§ **DIRECTIVE**: Output every line of the data below unchanged, but leave out the pictures.

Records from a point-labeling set
================
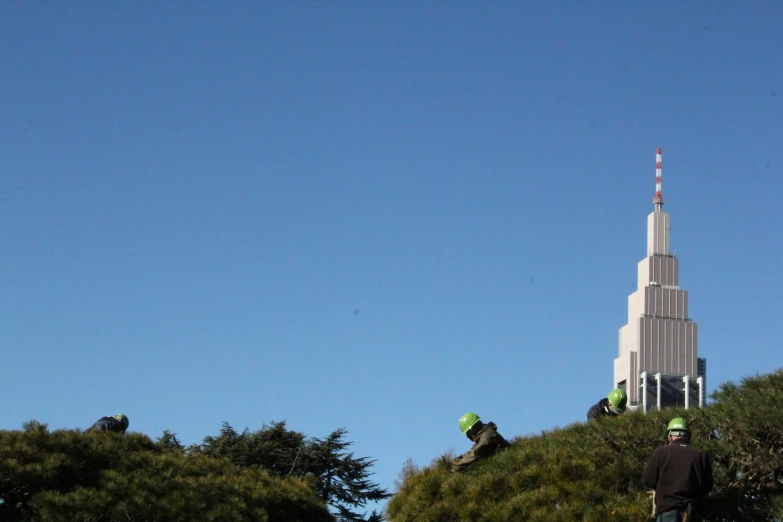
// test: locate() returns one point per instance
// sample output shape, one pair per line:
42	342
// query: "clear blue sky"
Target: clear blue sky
373	215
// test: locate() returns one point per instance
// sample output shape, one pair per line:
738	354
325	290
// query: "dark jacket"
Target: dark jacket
107	424
680	474
488	442
601	409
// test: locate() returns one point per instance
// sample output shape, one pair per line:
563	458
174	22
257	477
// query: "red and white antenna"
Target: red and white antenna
658	199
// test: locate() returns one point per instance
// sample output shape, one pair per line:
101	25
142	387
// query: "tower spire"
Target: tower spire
658	199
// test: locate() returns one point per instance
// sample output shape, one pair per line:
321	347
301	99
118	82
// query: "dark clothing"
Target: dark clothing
670	516
601	409
680	474
488	442
107	424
================
§ **TASK OUTPUT**:
// test: locate() returns one point per instance
// sample output shape, one pair per line:
42	342
// query: "clear blue sky"
Target: clear blue sky
373	215
// test: locate() returns one point per instance
// sample output shape, one pair per line:
738	354
325	290
// query: "dark jacket"
Target: dark jacket
107	424
680	474
488	442
601	409
// test: locate() returns one point per instance
// sample output shape, one pair per line:
563	458
174	22
257	477
// query: "red and white antenna"
Target: red and white antenna
658	199
// test: locate() returns one point per instance
// sample output shape, one pair per line:
101	25
142	387
// query: "tower spire"
Target: tower spire
658	199
// test: locate() returns one point per instance
// sample output shape, one pair per line:
321	347
301	99
118	82
// query: "dark clothing"
Target: dark clothing
670	516
601	409
680	474
488	442
107	424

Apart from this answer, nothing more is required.